#### [PROBLEM]
Lay out the stretch from the start of the material through the line containing "95 73 104 110" as a JSON list of strings, one string per line, with blank lines skipped. Leave the pictures out of your answer.

• • •

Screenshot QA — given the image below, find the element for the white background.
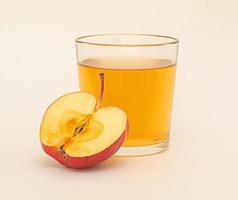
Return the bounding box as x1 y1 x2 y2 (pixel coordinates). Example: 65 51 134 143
0 0 238 200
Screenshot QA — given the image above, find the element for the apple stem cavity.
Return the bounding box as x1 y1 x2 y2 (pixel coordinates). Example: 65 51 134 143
95 73 104 110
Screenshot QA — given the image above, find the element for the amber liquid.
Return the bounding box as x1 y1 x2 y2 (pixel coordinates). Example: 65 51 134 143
78 58 176 146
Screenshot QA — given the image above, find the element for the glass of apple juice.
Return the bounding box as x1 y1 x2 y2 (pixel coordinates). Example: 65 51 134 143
76 34 179 156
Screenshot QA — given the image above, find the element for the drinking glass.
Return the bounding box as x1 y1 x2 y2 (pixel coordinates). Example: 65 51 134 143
76 34 179 156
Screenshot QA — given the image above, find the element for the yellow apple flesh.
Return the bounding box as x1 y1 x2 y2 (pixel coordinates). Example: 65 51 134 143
40 92 128 168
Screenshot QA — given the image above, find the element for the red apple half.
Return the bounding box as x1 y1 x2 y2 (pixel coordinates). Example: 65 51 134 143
40 74 128 168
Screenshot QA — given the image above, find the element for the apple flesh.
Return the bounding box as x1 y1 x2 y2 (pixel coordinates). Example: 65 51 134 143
40 73 128 168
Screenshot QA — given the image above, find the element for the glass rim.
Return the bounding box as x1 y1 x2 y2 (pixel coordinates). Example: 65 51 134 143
75 33 179 47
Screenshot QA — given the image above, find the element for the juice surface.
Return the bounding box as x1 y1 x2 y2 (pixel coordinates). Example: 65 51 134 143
78 58 176 146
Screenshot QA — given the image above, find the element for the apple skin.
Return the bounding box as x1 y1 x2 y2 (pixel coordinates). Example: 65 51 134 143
41 122 129 169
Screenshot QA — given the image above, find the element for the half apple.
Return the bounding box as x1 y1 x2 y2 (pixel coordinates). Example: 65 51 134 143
40 74 128 168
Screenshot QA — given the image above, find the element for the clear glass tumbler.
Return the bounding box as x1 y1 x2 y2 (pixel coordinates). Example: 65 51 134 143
76 34 179 156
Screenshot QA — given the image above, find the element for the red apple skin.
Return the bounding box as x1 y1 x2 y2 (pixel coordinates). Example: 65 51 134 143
41 123 129 169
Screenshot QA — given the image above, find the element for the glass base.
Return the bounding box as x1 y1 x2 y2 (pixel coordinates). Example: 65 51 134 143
115 140 169 156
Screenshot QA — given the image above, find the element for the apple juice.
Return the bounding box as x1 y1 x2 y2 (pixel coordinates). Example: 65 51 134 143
78 58 176 146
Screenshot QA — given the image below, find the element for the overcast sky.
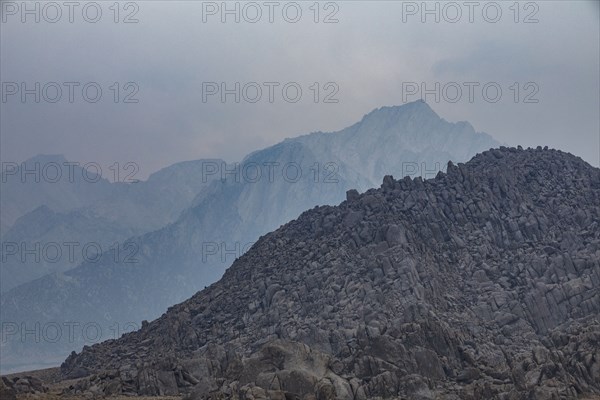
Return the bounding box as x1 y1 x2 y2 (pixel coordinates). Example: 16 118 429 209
0 1 600 178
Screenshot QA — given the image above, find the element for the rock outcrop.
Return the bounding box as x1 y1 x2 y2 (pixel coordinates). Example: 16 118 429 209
61 148 600 399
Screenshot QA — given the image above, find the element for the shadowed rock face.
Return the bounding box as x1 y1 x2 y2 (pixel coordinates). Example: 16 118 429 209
61 148 600 399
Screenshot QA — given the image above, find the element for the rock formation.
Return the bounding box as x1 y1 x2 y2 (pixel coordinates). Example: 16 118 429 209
61 147 600 399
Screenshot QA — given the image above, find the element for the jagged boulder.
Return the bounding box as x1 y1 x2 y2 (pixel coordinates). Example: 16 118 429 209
62 148 600 399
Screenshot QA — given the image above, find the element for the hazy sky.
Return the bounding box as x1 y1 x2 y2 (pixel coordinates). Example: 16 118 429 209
0 1 600 178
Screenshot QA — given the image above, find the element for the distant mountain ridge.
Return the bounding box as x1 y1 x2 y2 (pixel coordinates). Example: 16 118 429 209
0 101 498 368
61 147 600 400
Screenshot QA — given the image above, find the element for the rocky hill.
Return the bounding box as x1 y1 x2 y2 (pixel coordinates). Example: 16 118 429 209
0 101 498 371
61 148 600 399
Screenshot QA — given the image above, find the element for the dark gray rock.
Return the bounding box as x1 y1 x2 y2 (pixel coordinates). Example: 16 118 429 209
62 148 600 400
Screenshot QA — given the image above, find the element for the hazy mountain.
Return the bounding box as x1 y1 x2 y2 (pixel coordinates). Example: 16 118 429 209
61 147 600 400
1 101 497 368
0 155 222 291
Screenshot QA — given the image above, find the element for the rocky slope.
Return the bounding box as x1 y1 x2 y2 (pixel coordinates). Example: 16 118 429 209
62 148 600 399
0 101 497 368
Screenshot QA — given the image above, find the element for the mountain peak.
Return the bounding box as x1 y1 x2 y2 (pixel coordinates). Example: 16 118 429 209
363 99 440 120
61 147 600 399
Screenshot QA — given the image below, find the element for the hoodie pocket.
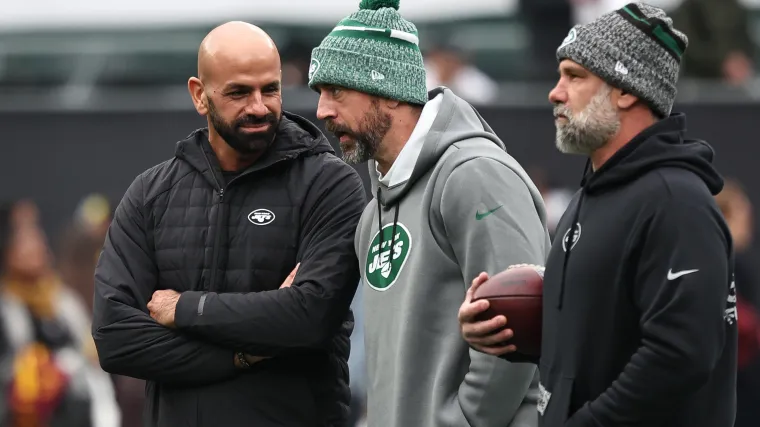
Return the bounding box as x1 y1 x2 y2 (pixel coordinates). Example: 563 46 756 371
537 375 575 427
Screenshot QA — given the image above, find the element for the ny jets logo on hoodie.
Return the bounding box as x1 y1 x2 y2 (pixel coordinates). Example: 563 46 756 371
364 222 412 291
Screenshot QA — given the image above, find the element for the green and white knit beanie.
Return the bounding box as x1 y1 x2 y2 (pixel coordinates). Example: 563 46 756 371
309 0 428 105
557 3 689 117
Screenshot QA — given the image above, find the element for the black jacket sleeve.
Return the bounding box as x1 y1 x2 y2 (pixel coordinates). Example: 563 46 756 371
92 177 236 385
175 158 366 356
566 197 733 427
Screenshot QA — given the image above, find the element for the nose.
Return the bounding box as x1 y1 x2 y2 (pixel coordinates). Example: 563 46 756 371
246 91 269 117
317 91 336 120
549 80 567 104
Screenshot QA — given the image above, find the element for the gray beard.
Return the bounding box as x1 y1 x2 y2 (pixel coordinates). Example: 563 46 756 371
554 86 620 156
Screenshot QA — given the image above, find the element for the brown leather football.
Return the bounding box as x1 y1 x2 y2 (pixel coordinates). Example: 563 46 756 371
473 264 544 357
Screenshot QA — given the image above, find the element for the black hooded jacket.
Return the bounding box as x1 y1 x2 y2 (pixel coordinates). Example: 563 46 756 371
93 113 366 427
504 115 737 427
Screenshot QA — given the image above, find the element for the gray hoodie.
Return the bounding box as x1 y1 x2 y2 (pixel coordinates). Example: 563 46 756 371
355 88 550 427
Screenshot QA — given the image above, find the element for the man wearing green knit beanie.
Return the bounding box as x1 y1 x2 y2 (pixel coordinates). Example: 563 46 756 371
309 0 550 427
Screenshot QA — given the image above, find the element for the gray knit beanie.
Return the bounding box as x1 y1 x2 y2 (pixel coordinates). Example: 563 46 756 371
557 3 689 117
309 0 427 105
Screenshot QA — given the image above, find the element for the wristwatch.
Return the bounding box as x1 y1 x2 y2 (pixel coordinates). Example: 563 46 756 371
235 351 251 368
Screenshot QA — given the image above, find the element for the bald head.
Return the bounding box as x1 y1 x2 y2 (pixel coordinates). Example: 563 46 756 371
198 21 281 82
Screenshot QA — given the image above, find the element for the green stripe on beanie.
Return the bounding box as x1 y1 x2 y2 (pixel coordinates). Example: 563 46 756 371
309 0 427 104
557 2 689 117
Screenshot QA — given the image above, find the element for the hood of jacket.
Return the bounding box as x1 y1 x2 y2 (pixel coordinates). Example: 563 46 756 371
581 114 723 195
368 87 506 206
175 111 335 186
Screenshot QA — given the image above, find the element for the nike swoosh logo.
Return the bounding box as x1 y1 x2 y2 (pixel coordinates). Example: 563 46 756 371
475 205 504 221
668 269 699 280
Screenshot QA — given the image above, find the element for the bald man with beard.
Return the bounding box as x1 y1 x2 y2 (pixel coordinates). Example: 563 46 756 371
92 22 366 427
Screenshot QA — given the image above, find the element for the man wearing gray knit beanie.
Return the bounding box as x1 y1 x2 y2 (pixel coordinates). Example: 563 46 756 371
461 3 737 427
309 0 550 427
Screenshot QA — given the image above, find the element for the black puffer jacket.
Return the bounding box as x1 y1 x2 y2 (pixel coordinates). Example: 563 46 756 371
93 113 366 427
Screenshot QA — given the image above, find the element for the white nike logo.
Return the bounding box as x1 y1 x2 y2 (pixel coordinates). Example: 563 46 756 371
668 268 699 280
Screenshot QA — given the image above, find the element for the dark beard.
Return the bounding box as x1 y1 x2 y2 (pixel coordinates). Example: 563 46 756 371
325 100 391 164
208 99 280 154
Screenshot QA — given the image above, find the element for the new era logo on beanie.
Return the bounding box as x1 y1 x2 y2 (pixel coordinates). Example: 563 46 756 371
309 0 427 104
557 3 689 117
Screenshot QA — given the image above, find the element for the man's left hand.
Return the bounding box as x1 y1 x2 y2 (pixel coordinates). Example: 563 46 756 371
148 289 180 328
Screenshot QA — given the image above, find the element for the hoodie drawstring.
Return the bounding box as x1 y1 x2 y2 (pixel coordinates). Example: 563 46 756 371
557 158 591 310
375 187 399 262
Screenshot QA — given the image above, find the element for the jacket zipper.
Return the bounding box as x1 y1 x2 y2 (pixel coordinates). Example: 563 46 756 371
208 188 225 291
203 151 293 292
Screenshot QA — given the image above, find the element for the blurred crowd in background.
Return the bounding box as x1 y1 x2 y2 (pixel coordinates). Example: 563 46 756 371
0 0 760 427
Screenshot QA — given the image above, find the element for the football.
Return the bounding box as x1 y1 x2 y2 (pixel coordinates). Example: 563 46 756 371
473 264 544 357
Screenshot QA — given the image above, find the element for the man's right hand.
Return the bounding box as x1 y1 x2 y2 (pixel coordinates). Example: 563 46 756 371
458 273 516 356
235 263 301 369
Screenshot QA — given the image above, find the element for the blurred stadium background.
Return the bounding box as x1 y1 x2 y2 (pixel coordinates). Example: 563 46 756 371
0 0 760 427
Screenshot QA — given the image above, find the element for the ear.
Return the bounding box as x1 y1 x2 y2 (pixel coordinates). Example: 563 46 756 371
616 89 639 110
187 77 208 116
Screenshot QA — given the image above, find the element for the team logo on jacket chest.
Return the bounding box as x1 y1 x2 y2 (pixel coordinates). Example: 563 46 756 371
248 209 274 225
562 222 581 252
364 223 412 291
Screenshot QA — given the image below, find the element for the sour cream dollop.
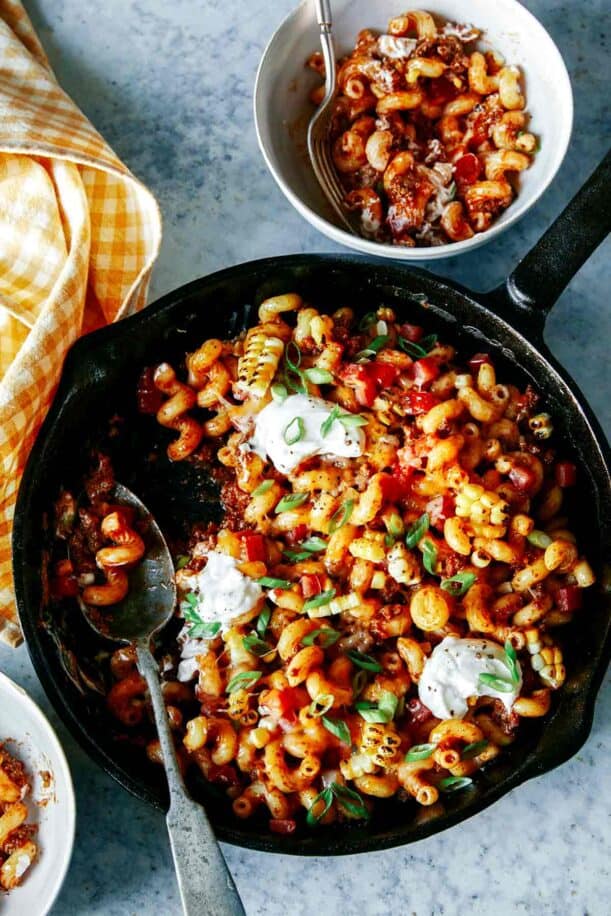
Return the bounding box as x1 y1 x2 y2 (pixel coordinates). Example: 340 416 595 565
249 394 365 474
177 551 263 681
418 636 522 719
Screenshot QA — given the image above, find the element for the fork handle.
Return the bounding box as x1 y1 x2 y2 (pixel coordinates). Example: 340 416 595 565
136 640 246 916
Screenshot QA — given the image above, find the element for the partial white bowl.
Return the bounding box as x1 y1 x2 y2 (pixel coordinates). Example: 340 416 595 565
0 673 76 916
254 0 573 261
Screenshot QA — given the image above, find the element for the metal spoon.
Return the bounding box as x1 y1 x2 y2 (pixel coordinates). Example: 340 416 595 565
81 484 245 916
308 0 360 235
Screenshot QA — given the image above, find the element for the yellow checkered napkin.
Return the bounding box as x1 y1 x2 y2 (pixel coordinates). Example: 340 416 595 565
0 0 161 645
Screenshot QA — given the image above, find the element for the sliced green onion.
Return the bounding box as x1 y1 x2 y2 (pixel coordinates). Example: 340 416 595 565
441 572 477 598
329 499 354 534
242 633 274 656
322 716 352 744
526 529 552 550
303 366 333 385
479 672 515 693
331 782 369 819
439 776 473 792
422 541 437 576
405 512 431 550
257 604 272 639
359 312 378 331
352 668 367 697
320 404 340 439
282 417 305 445
505 639 520 684
299 535 327 553
226 671 263 693
270 382 289 404
346 649 384 673
252 480 274 496
405 744 436 763
255 576 293 588
301 627 342 649
306 786 333 827
460 738 489 760
308 693 335 719
302 588 335 611
274 493 308 515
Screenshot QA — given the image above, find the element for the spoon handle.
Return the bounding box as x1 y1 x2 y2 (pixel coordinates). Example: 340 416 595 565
136 641 245 916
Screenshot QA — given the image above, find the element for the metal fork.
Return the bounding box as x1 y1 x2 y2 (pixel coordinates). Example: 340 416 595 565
308 0 360 235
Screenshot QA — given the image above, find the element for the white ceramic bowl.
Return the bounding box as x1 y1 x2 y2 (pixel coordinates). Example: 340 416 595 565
254 0 573 261
0 674 76 916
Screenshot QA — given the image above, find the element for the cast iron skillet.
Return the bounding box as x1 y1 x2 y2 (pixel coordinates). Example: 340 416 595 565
13 155 611 855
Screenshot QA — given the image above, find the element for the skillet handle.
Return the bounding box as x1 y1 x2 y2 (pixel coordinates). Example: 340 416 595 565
489 150 611 330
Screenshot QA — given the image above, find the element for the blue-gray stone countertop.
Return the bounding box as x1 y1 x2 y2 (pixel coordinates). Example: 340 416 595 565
0 0 611 916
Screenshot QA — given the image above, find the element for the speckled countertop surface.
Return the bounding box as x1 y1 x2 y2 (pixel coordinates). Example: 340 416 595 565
0 0 611 916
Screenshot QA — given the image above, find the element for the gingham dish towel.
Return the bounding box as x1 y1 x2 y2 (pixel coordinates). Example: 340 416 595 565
0 0 161 645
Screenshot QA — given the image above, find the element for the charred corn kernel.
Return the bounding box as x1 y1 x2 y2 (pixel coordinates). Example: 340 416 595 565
227 690 249 719
248 728 271 748
369 569 386 589
235 328 284 398
528 413 554 439
348 537 386 563
387 541 422 585
339 752 376 779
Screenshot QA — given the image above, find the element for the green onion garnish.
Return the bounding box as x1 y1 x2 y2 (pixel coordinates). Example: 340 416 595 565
441 572 477 598
274 493 308 515
255 576 293 588
252 480 274 496
329 499 354 534
526 529 552 550
460 738 489 760
226 671 263 693
422 541 437 576
282 417 305 445
405 512 431 550
301 627 342 649
303 366 333 385
479 672 515 693
346 649 384 673
405 744 436 763
322 716 352 744
439 776 473 792
302 588 335 611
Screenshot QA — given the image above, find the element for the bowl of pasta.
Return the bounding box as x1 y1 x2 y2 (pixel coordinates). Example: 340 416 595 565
13 157 611 855
0 673 75 916
254 0 573 260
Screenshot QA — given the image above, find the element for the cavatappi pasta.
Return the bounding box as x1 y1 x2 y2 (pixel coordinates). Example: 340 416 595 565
308 10 537 247
56 294 594 833
0 744 38 891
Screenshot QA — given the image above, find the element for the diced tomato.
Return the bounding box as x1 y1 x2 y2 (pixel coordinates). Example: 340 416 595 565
555 461 577 488
402 390 439 414
240 531 267 563
410 356 439 388
285 524 308 547
367 359 399 389
469 353 490 372
429 76 458 105
509 464 537 493
405 697 433 725
299 573 322 598
399 324 424 343
269 817 297 836
338 363 377 407
454 153 481 184
556 585 583 614
426 494 456 531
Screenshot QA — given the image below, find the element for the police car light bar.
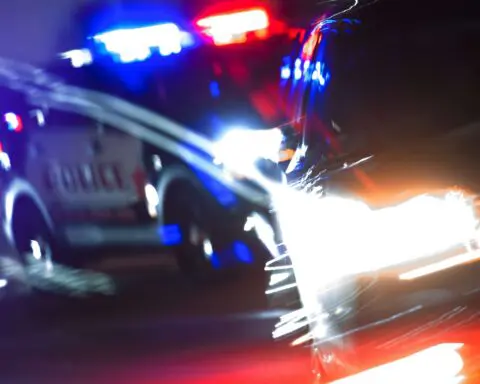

• • •

#### [RESPONSE]
[
  "Screenshot QA — given the image below, find the element for the white background.",
  "Return the bounding box as x1 y1 x2 y2 (pixel coordinates). Example: 65 51 134 143",
  "0 0 238 200",
  "Screenshot QA — given the image above, find the element for the apple stem cavity.",
  "Return the bounding box as x1 y1 x2 y2 (pixel coordinates). Example: 65 51 134 143",
  "95 73 104 110"
]